■ 本文抜粋
そして、従来の可変容量型油圧ポンプ機構としては、作動油を圧送するピストンのストロークを斜板で変更することによって、圧送する作動油の流量を変更するように構成したものが多様されている(たとえば、特許文献1参照。)。
【特許文献1】
特開2005−320912号公報
【発明の開示】
【発明が解決しようとする課題】
ところが、上記従来の斜板を用いた可変容量型油圧ポンプ機構にあっては、構造が複雑で組立て作業やメンテナンス作業が煩雑となり、組立てやメンテナンスに多大な労力や時間や費用を要してしまうおそれがあった。
また、上記従来の斜板を用いた可変容量型油圧ポンプ機構にあっては、作動油を圧送するピストンのストロークを斜板で変更する構成であったために、変更できる油量の範囲が狭く、油圧回路のダイナミックレンジ(調整幅)を大きくすることができないおそれがあった。
【課題を解決するための手段】
そこで、本発明では、圧送する作動油の流量を変更可能とした可変容量型油圧ポンプ機構において、作動油を圧送する第1及び第2の羽根車を噛合するとともに、これら第1及び第2の羽根車をそれぞれ前後に伸延する第1及び第2のケーシングで回転自在に支持し、第1のケーシングの後壁に第2の羽根車を回転可能かつ水密状に挿通する一方、第2のケーシングの前壁に第1の羽根車を回転可能かつ水密状に挿通することで、第1及び第2のケーシングを第1及び第2の羽根車の軸線に沿って相対的に移動可能として、第1のケーシングの後壁及び第2のケーシングの前壁によって第1及び第2の羽根車の噛合部分を囲むことで形成した作動油圧送空間の容量を可変とし、この作動油圧送空間に作動油の吸入口及び排出口を形成し、作動油圧送空間に第2の羽根車と噛合する第3の羽根車を設け、第3の羽根車は、第1のケーシングに形成した凹部に翼体を突出させた状態で収容し、突出させた第3の羽根車の翼体に第2のケーシングの内側が当接した状態で作動油圧送空間の容量が最小値となるように構成した。

■ 提供資料
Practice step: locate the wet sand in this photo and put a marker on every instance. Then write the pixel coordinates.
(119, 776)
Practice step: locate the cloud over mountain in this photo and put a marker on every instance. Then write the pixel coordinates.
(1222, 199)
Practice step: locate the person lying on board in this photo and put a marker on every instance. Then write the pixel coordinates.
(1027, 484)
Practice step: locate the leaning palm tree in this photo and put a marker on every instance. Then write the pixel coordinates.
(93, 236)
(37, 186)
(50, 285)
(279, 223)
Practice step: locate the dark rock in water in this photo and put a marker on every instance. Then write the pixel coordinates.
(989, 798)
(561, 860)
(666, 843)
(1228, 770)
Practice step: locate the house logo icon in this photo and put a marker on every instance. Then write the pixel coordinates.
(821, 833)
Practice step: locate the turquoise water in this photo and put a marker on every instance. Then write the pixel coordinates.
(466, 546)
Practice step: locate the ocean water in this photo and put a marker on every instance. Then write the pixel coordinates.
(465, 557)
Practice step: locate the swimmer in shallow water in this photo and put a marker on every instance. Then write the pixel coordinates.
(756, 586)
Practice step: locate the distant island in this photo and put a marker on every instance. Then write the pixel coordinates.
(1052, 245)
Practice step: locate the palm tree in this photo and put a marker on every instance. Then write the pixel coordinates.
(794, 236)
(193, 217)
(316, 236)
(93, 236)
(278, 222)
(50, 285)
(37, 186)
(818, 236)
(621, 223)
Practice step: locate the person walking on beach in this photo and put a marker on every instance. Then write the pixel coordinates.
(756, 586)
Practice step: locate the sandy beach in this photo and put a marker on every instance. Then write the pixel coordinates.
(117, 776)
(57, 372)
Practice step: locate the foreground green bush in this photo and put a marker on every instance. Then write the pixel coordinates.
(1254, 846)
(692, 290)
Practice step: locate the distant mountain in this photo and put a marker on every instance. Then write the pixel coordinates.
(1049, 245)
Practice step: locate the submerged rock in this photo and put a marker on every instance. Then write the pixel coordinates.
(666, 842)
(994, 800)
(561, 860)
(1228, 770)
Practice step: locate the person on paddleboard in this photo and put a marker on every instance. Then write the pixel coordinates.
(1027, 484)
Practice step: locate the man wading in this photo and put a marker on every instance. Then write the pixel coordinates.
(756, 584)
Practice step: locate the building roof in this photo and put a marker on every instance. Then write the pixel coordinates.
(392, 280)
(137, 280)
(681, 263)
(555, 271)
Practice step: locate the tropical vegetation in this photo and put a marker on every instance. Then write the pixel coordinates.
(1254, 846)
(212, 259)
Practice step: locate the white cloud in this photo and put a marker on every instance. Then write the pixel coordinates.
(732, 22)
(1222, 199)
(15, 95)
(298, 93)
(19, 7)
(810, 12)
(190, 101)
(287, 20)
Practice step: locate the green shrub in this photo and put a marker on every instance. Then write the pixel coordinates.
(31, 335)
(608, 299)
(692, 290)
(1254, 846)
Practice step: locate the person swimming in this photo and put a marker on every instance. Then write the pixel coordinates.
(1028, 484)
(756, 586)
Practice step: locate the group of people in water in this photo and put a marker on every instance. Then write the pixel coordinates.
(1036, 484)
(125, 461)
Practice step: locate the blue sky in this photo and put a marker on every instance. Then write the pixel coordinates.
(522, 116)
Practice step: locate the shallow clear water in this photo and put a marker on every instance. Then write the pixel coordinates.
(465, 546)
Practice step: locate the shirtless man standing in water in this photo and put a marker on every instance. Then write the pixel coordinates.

■ 作業内容
**1.** 可変容量型油圧ポンプ機構に関する抜粋から、「そして、従来の可変容量型油圧」と「とができないおそれがあった。」の間を、両端を含めて書き写してください。
**2.** 可変容量型油圧ポンプ機構に関する抜粋にある【】で囲まれた見出しを、すべて挙げてください。

■ 解答
**1.**
そして、従来の可変容量型油圧ポンプ機構としては、作動油を圧送するピストンのストロークを斜板で変更することによって、圧送する作動油の流量を変更するように構成したものが多様されている(たとえば、特許文献1参照。)。
【特許文献1】
特開2005−320912号公報
【発明の開示】
【発明が解決しようとする課題】
ところが、上記従来の斜板を用いた可変容量型油圧ポンプ機構にあっては、構造が複雑で組立て作業やメンテナンス作業が煩雑となり、組立てやメンテナンスに多大な労力や時間や費用を要してしまうおそれがあった。
また、上記従来の斜板を用いた可変容量型油圧ポンプ機構にあっては、作動油を圧送するピストンのストロークを斜板で変更する構成であったために、変更できる油量の範囲が狭く、油圧回路のダイナミックレンジ(調整幅)を大きくすることができないおそれがあった。

**2.**
【特許文献1】
【発明の開示】
【発明が解決しようとする課題】
【課題を解決するための手段】